━━ Supplied passage ━━

A rock statue at WMD points to the cult's no longer secret sexual doctrines
My fellow teacher and roommate joined because she was looking to join a Christian church, which was how the cult presented itself to her via our school's receptionist. We later discovered that the leader, who had praised Hitler in several speeches, had fled Korea in 1999 the day after rape allegations aired on national TV. When my roommate subsequently left the group, she was followed, harassed, and threatened by members of the cult. I was furious at how they had treated her and also alarmed at the lack of English information online about them at the time. In the summer of 2003, the cult hosted a festival at the University of British Columbia. Obviously, the cult was benefiting from that lack on English information. I felt that needed correcting, so I began putting information online. Twelve years later, my interest hasn't waned in the least.
Jeong Myeong-seok was arrested in China in 2007 and is currently serving a ten-year sentence for rapes committed while he was a fugitive. His cult still exists and is actively recruiting students on university campuses across Asia, the US, Canada, the UK, Europe, South Africa, Australia, and New Zealand. Most recruitment attempts center around front groups like modelling, sports, or dance groups that are designed to lure in young attractive women. In the United States, the JMS cult has been known to operate on numerous campuses including: Harvard University, Hunter College, Colombia University, California State University, United States Military Academy (West Point), University of Washington, UCLA, UC Berkley, UC San Diego, UC Irvine, University of Hawaii, Houston University, Rice University, the University of Arizona, and the University of Illinois.Can you briefly explain the traits and characteristics of the cult groups you research?

━━━

**Directions**
Pick up the passage about the JMS cult after its last sentence and carry it forward. The material placed after this passage is not needed.

━━ Record extracts ━━

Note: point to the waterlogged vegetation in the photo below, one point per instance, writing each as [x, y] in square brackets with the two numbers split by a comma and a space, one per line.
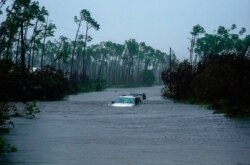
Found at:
[218, 73]
[35, 65]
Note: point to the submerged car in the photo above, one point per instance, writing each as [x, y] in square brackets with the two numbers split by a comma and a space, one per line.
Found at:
[126, 101]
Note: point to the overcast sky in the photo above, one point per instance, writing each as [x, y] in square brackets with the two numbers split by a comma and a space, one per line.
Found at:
[159, 23]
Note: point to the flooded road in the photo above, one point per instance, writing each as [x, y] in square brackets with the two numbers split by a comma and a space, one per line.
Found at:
[84, 130]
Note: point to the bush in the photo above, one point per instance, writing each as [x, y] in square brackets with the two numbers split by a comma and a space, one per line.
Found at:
[148, 77]
[22, 85]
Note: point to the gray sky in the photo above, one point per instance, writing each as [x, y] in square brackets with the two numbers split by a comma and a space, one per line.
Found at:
[158, 23]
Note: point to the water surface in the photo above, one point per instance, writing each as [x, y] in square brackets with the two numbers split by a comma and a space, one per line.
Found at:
[84, 130]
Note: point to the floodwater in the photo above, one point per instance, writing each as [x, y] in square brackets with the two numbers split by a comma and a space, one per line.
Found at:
[84, 130]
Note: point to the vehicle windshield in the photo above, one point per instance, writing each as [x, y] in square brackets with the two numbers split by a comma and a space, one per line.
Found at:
[125, 100]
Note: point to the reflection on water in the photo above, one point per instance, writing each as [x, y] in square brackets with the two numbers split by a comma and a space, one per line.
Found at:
[85, 130]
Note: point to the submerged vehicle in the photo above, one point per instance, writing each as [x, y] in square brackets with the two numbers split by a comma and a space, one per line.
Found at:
[126, 101]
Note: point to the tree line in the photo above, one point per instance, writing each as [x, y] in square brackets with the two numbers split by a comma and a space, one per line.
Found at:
[27, 38]
[217, 72]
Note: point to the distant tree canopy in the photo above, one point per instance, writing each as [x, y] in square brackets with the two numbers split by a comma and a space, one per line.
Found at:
[26, 41]
[220, 73]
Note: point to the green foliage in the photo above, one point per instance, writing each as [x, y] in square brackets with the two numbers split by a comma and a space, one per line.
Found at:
[6, 147]
[49, 84]
[93, 85]
[222, 81]
[45, 84]
[148, 77]
[31, 109]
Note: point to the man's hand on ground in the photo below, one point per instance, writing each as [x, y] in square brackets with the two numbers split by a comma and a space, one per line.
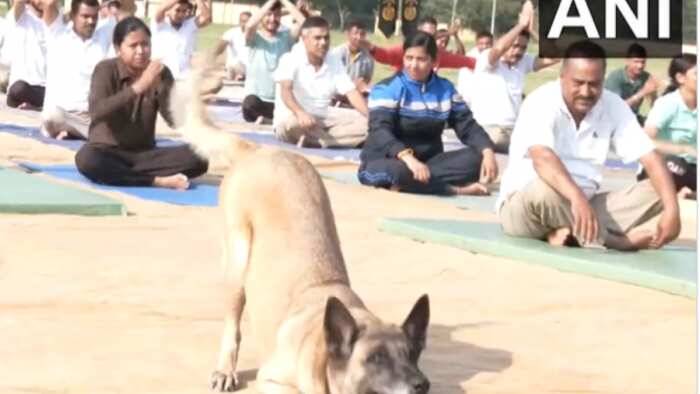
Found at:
[585, 220]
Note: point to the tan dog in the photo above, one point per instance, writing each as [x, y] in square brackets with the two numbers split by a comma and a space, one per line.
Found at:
[282, 260]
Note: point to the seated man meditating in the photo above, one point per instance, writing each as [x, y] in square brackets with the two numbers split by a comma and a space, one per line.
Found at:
[307, 79]
[408, 111]
[126, 94]
[550, 189]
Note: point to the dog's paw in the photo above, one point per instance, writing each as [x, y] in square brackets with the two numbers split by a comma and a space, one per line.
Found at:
[223, 382]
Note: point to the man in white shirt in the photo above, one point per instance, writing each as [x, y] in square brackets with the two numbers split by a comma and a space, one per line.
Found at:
[266, 42]
[499, 80]
[306, 82]
[72, 56]
[550, 189]
[30, 23]
[233, 41]
[175, 35]
[484, 41]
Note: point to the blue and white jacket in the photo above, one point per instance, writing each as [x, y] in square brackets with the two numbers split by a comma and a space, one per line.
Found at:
[404, 113]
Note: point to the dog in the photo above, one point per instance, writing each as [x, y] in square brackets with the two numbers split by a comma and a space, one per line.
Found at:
[282, 261]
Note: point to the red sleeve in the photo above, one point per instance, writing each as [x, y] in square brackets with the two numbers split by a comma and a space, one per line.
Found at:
[392, 56]
[448, 59]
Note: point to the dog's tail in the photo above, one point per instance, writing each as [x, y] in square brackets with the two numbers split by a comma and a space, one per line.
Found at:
[194, 124]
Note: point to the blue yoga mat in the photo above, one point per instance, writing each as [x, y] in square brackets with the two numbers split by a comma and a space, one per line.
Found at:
[197, 195]
[34, 133]
[335, 154]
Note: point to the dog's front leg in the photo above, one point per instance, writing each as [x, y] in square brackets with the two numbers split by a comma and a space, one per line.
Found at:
[235, 259]
[225, 377]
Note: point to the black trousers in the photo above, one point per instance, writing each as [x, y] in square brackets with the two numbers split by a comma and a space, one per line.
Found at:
[22, 92]
[114, 166]
[253, 107]
[454, 168]
[684, 174]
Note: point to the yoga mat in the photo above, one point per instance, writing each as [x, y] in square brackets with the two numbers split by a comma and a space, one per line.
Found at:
[334, 154]
[196, 195]
[474, 203]
[34, 133]
[672, 269]
[28, 194]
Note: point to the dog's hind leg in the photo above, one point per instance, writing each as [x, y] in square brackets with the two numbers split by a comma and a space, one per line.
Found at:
[235, 255]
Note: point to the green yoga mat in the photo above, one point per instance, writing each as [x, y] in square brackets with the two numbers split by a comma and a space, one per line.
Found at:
[24, 193]
[474, 203]
[672, 269]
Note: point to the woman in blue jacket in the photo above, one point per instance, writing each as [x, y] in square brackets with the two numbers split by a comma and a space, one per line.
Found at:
[408, 112]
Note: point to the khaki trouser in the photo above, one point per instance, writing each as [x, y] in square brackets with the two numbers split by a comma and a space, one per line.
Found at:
[537, 210]
[75, 123]
[342, 128]
[500, 135]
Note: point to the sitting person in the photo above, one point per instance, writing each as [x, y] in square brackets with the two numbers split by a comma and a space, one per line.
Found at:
[30, 23]
[233, 42]
[550, 189]
[72, 55]
[672, 124]
[308, 78]
[499, 80]
[484, 41]
[393, 56]
[357, 61]
[266, 46]
[175, 34]
[126, 94]
[408, 112]
[442, 37]
[632, 82]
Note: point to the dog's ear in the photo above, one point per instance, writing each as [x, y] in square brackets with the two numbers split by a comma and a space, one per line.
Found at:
[416, 326]
[340, 329]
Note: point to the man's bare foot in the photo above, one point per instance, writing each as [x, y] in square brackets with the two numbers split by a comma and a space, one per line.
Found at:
[26, 106]
[473, 189]
[559, 237]
[177, 182]
[301, 142]
[634, 240]
[686, 193]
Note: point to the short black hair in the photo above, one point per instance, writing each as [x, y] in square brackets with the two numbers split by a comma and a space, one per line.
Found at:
[636, 50]
[356, 23]
[277, 6]
[423, 40]
[75, 5]
[427, 19]
[484, 33]
[314, 21]
[125, 26]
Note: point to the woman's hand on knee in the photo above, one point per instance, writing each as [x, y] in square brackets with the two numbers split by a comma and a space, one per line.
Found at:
[421, 172]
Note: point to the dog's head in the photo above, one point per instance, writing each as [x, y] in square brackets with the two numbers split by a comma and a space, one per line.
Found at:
[378, 358]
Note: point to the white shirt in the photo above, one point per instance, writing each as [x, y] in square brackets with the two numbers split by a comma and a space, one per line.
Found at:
[236, 50]
[312, 89]
[174, 46]
[500, 89]
[27, 40]
[464, 80]
[71, 61]
[545, 120]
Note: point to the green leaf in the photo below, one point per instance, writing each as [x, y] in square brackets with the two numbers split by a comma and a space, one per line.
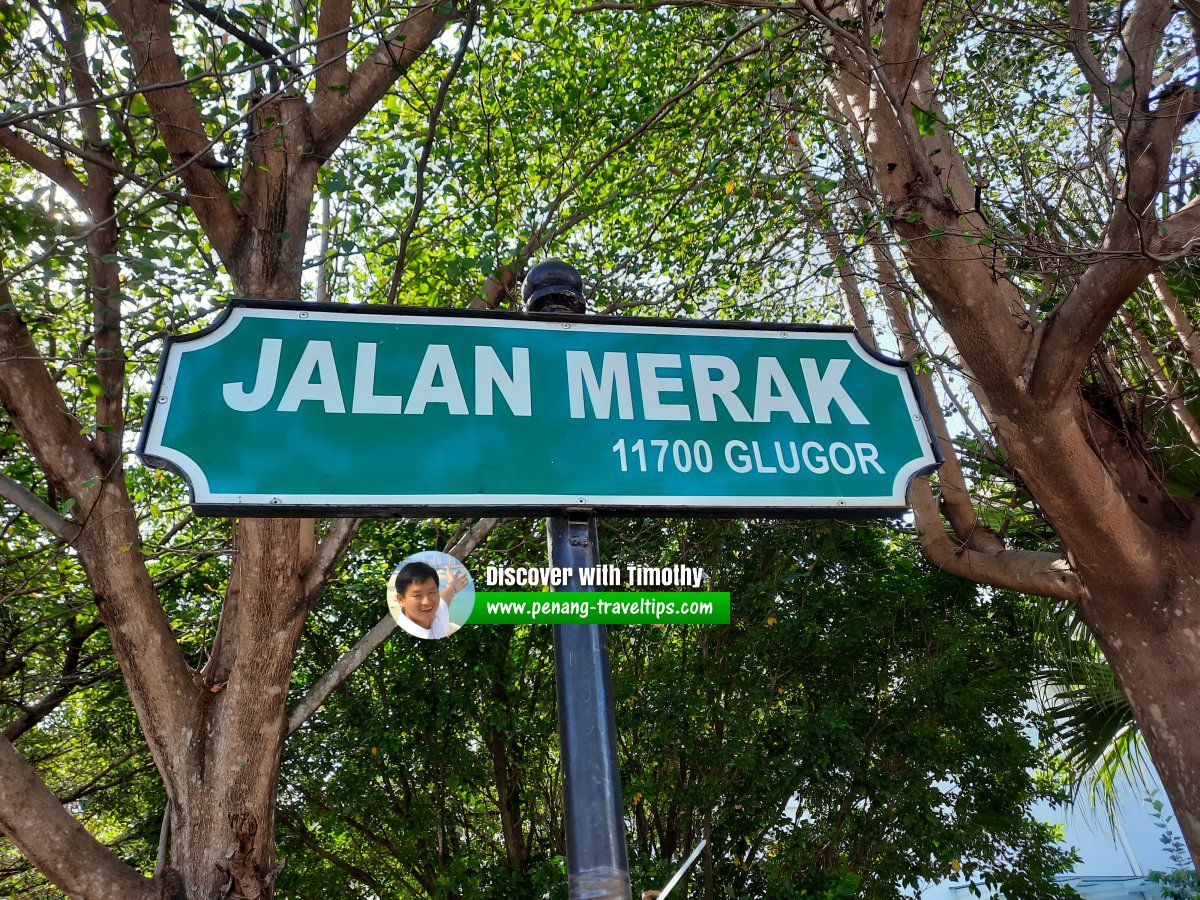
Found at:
[925, 120]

━━━

**Exercise output**
I mainly focus on groups at the extreme end of the cultic spectrum. Such groups are often described as destructive cults. I also prefer to focus on lesser-known groups as they are more deserving of exposure. Most of the cults I explore have criminal histories. Those that don't have criminal histories have their critics and documented media reports that typically recount tales of deceit, abuse, and exploitation.
Destructive cults exist to enrich the leadership at the expense of members. There is typically a leader who claims some kind of special knowledge, the sole path to enlightenment or happiness, or a God-given role as God's sole representative and messiah. Love bombing is often used by cults to make new recruits feel special and important. Who doesn’t like feeling special and important? Conditional friendships are formed contingent on further involvement and obedience.
Cults typically use deceptive recruiting tactics like transitory front groups and the withholding of information until allegiance has been cemented. Thus, it is almost impossible for a typical recruit to make an informed decision to join the group. They literally do not know what they are getting themselves into, and that is by design.
There is always some form of exploitation from the top and adulation from the bottom directed towards the leadership as all cults are essentially cults of personality. There is a concerted effort to gradually indoctrinate new recruits into the cult’s inner secret teachings and mores. Those inner teachings may be in stark contrast to how the cult presented itself to the new recruit and to the outside world. The JMS cult, with its inside doctrines praising the Holocaust for example, used to recruit through a front group called The Global Association of Culture and Peace.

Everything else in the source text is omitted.